Recast the listing as a Markdown table with the columns Row and Line, beginning at the start of the listing and stopping after the line that contains "positive clicks: (568, 796) (561, 791)". Number each row, skip blank lines, and leave the pictures out.

Items listed in a dataset:
------------------------------------------------------------------------
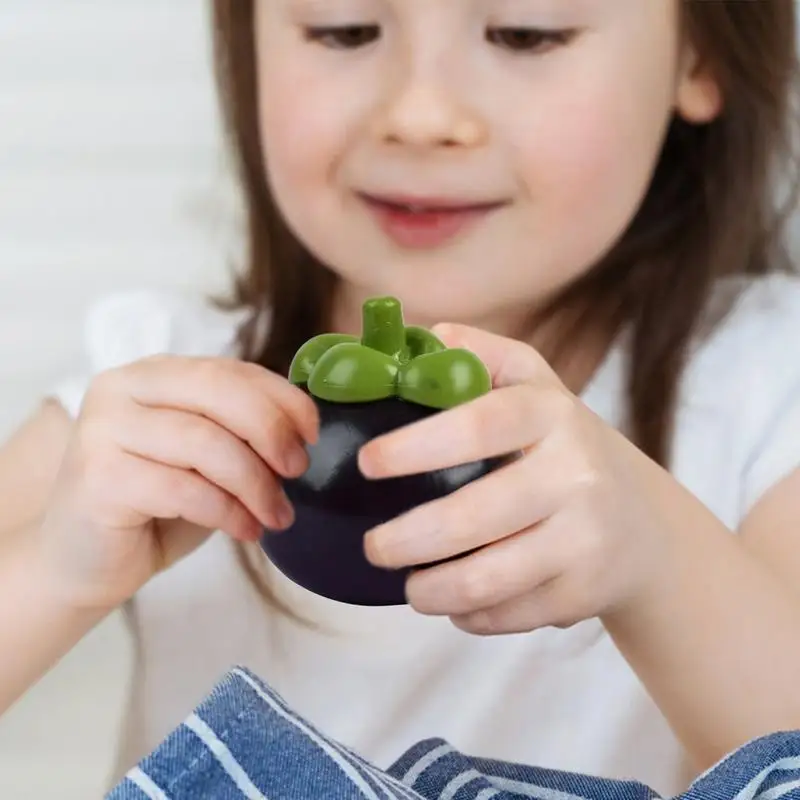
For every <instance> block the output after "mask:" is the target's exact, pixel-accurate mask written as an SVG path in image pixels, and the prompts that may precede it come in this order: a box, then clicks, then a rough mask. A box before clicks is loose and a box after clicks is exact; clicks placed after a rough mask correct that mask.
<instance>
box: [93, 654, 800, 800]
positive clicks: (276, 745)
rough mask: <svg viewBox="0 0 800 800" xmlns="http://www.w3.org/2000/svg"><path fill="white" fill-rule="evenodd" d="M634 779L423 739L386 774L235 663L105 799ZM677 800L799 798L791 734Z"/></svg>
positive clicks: (568, 796) (561, 791)
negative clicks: (585, 773)
mask: <svg viewBox="0 0 800 800" xmlns="http://www.w3.org/2000/svg"><path fill="white" fill-rule="evenodd" d="M658 797H659V795H657V794H656V792H654V791H652V790H651V789H649V788H648V787H646V786H643V785H642V784H639V783H636V782H633V781H616V780H607V779H601V778H593V777H590V776H587V775H578V774H572V773H566V772H557V771H554V770H547V769H541V768H539V767H532V766H525V765H520V764H509V763H504V762H498V761H488V760H484V759H480V758H473V757H470V756H467V755H464V754H463V753H459V752H458V751H456V750H454V749H453V748H452V747H450V746H449V745H448V744H447V743H446V742H444V741H442V740H440V739H431V740H428V741H424V742H420V743H419V744H417V745H416V746H414V747H413V748H411V750H409V751H408V752H407V753H405V754H404V755H402V756H401V757H400V758H399V760H398V761H396V762H395V763H394V765H392V766H391V767H390V768H389V769H388V770H387V771H383V770H380V769H378V768H377V767H375V766H373V765H371V764H369V763H368V762H367V761H365V760H364V759H362V758H360V757H359V756H358V755H356V754H355V753H353V752H352V751H350V750H348V749H347V748H345V747H343V746H342V745H340V744H338V743H336V742H335V741H333V740H331V739H330V738H328V737H327V736H325V735H324V734H323V733H322V732H320V731H318V730H317V729H316V728H314V727H313V726H312V725H311V724H310V723H308V722H307V721H305V720H303V719H302V718H300V717H299V716H298V715H297V714H295V713H294V712H293V711H292V710H291V709H290V708H289V707H288V706H287V705H286V704H285V703H284V701H283V700H282V699H281V698H280V697H279V696H278V695H277V694H276V693H275V692H273V691H272V690H271V689H270V688H269V687H268V686H266V685H265V684H264V683H263V682H262V681H260V680H259V679H258V678H256V677H255V676H254V675H252V674H251V673H249V672H247V671H246V670H244V669H234V670H232V671H231V672H230V673H229V674H228V675H227V676H226V677H225V679H224V680H223V681H222V682H221V683H220V684H219V685H218V686H217V687H216V688H215V689H214V691H213V692H212V693H211V695H210V696H209V698H208V699H207V700H206V701H205V702H204V703H202V704H201V705H200V706H199V707H198V709H197V710H196V711H195V712H194V713H193V714H192V715H191V716H190V717H189V718H188V719H187V720H186V721H185V722H184V723H183V725H181V726H180V727H179V728H178V729H177V730H175V731H174V732H173V733H172V734H171V735H170V736H169V737H168V738H167V739H166V740H165V741H164V742H163V744H161V746H160V747H159V748H158V749H157V750H156V751H155V752H154V753H152V754H151V755H150V756H148V757H147V758H146V759H144V761H142V762H141V764H139V766H138V767H136V768H135V769H133V770H131V772H130V773H128V775H127V777H126V778H125V780H124V781H123V782H122V783H121V784H120V785H119V786H117V787H116V788H115V789H114V790H113V791H112V792H111V793H110V794H109V795H108V796H107V800H147V799H148V798H150V799H151V800H166V799H167V798H168V800H242V798H249V799H251V800H290V798H291V800H298V799H300V800H385V799H386V798H389V800H421V799H422V798H427V799H428V800H512V798H513V799H514V800H520V799H521V798H537V800H650V798H658ZM681 798H682V800H776V799H777V798H781V800H800V732H797V733H781V734H775V735H773V736H768V737H766V738H763V739H760V740H758V741H755V742H753V743H751V744H749V745H748V746H746V747H744V748H743V749H742V750H740V751H738V752H736V753H734V754H732V755H731V756H729V757H728V758H727V759H725V760H724V761H722V762H721V763H720V764H718V765H717V766H716V767H715V768H714V769H712V770H710V771H709V772H708V773H706V774H705V775H703V776H702V777H701V778H699V779H698V780H697V781H696V782H695V783H694V784H693V786H692V787H691V788H690V789H689V791H688V792H686V793H685V794H683V795H681Z"/></svg>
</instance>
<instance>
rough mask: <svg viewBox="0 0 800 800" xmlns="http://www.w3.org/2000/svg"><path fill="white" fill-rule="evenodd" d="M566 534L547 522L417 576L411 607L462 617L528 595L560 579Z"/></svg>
mask: <svg viewBox="0 0 800 800" xmlns="http://www.w3.org/2000/svg"><path fill="white" fill-rule="evenodd" d="M562 533H563V532H562V531H559V530H557V526H551V525H549V523H547V522H545V523H543V524H542V525H539V526H536V527H533V528H527V529H526V530H524V531H520V532H519V533H517V534H515V535H514V536H511V537H508V538H507V539H503V540H501V541H499V542H496V543H495V544H491V545H489V546H488V547H484V548H482V549H481V550H478V551H477V552H476V553H472V554H471V555H468V556H465V557H464V558H460V559H458V560H456V561H450V562H448V563H446V564H440V565H438V566H436V567H431V568H429V569H424V570H420V571H419V572H415V573H413V574H412V575H411V576H410V577H409V579H408V581H407V584H406V595H407V598H408V602H409V603H410V605H411V606H412V607H413V608H414V609H415V610H416V611H418V612H419V613H421V614H427V615H433V616H450V617H452V616H463V615H465V614H472V613H474V612H477V611H482V610H485V609H488V608H493V607H495V606H497V605H499V604H501V603H504V602H507V601H511V600H513V599H514V598H516V597H520V596H522V595H526V594H529V593H530V592H532V591H534V590H535V589H536V588H537V587H539V586H542V585H544V584H545V583H547V582H548V581H551V580H553V579H555V578H556V577H557V576H558V575H560V574H561V571H562V569H563V566H564V564H565V563H566V553H565V550H566V548H565V547H564V546H563V543H562V542H560V541H559V540H560V539H562V538H563V537H562V536H561V534H562Z"/></svg>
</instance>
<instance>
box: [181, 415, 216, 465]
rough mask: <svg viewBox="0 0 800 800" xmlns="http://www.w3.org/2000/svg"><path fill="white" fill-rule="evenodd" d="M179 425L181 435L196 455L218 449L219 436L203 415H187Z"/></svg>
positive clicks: (199, 455) (205, 453)
mask: <svg viewBox="0 0 800 800" xmlns="http://www.w3.org/2000/svg"><path fill="white" fill-rule="evenodd" d="M181 427H182V430H181V433H180V435H181V437H182V438H183V440H184V441H185V442H186V443H187V444H188V445H189V448H190V450H191V452H192V453H194V454H195V455H196V456H202V455H204V454H207V453H213V452H214V451H216V450H218V449H219V445H220V440H219V436H218V435H217V432H216V430H215V429H214V426H213V424H211V423H209V422H207V421H206V420H205V419H204V418H203V417H199V416H194V415H192V416H187V417H186V418H185V419H184V420H183V424H182V426H181Z"/></svg>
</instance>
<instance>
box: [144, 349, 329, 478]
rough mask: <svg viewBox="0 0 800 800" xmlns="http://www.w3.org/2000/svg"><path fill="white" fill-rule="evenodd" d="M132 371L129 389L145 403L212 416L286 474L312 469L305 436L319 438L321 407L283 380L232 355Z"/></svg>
mask: <svg viewBox="0 0 800 800" xmlns="http://www.w3.org/2000/svg"><path fill="white" fill-rule="evenodd" d="M132 369H133V376H132V377H131V378H130V379H129V391H130V394H131V396H132V397H133V399H134V400H135V401H136V402H138V403H139V404H141V405H144V406H150V407H159V408H165V407H168V408H174V409H178V410H183V411H191V412H193V413H195V414H201V415H203V416H205V417H208V418H209V419H211V420H213V421H214V422H216V423H217V424H219V425H222V427H224V428H226V429H227V430H229V431H230V432H231V433H233V434H235V435H236V436H237V437H239V438H240V439H242V440H243V441H245V442H247V443H248V444H249V445H250V446H251V447H252V448H253V450H255V451H256V452H257V453H258V454H259V455H260V456H261V457H262V458H263V459H264V461H266V462H267V463H268V464H270V465H271V466H273V468H274V469H275V470H276V471H277V472H278V473H280V474H281V475H283V476H284V477H293V476H296V475H297V474H299V473H301V472H302V471H303V470H304V469H305V468H306V466H307V455H306V452H305V449H304V447H303V439H305V441H308V442H310V441H312V440H313V439H315V438H316V430H317V425H318V422H317V419H318V418H317V410H316V406H315V405H314V402H313V401H312V400H311V398H310V397H308V396H307V395H305V394H304V393H303V392H301V391H300V390H299V389H297V388H296V387H293V386H291V385H290V384H288V383H287V382H286V381H285V380H284V379H283V378H280V377H279V376H277V375H273V374H272V373H270V372H268V371H267V370H264V369H261V368H260V367H257V366H255V365H253V364H243V363H241V362H236V361H232V360H226V359H177V360H176V359H173V358H171V357H170V358H168V359H163V360H158V359H157V360H155V361H153V362H152V363H150V364H147V363H146V362H140V363H139V364H137V365H134V366H133V367H132ZM312 434H313V436H312Z"/></svg>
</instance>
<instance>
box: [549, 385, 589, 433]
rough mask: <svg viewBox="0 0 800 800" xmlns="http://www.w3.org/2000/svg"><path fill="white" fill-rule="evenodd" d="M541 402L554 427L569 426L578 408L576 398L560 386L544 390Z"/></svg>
mask: <svg viewBox="0 0 800 800" xmlns="http://www.w3.org/2000/svg"><path fill="white" fill-rule="evenodd" d="M542 402H543V403H545V404H546V407H547V410H548V413H549V414H550V416H551V419H552V420H553V422H554V425H555V426H556V427H569V426H571V425H573V424H574V423H575V421H576V420H577V417H578V409H579V408H580V405H579V402H578V400H577V399H576V398H575V397H573V396H572V395H571V394H569V393H568V392H566V391H564V390H563V389H562V388H561V387H551V388H549V389H548V390H546V393H545V395H544V397H543V398H542Z"/></svg>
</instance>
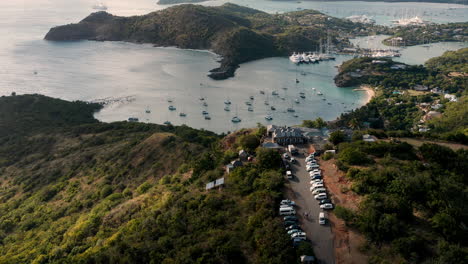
------------------------------------------------------------------------
- _Task output_:
| Row | Line |
|---|---|
| 1 | For every <instance> block the output after "mask:" is the target's exact, pixel-accurate mask written as an SVG path in image pixels, and the prompts that may precede it come in this order: a box, then clicks, then a rough mask. A box before clicks is loose and a box after clicks is exact; clicks placed after a rough mask correct that mask. |
| 2 | <instance> |
| 3 | box: [93, 654, 800, 800] |
| 4 | positive clicks: (276, 745) |
| 5 | rough mask: <svg viewBox="0 0 800 800" xmlns="http://www.w3.org/2000/svg"><path fill="white" fill-rule="evenodd" d="M634 779L423 739L386 774L235 663L105 799ZM677 800L799 798L791 734Z"/></svg> |
| 6 | positive clicks: (568, 796) (561, 791) |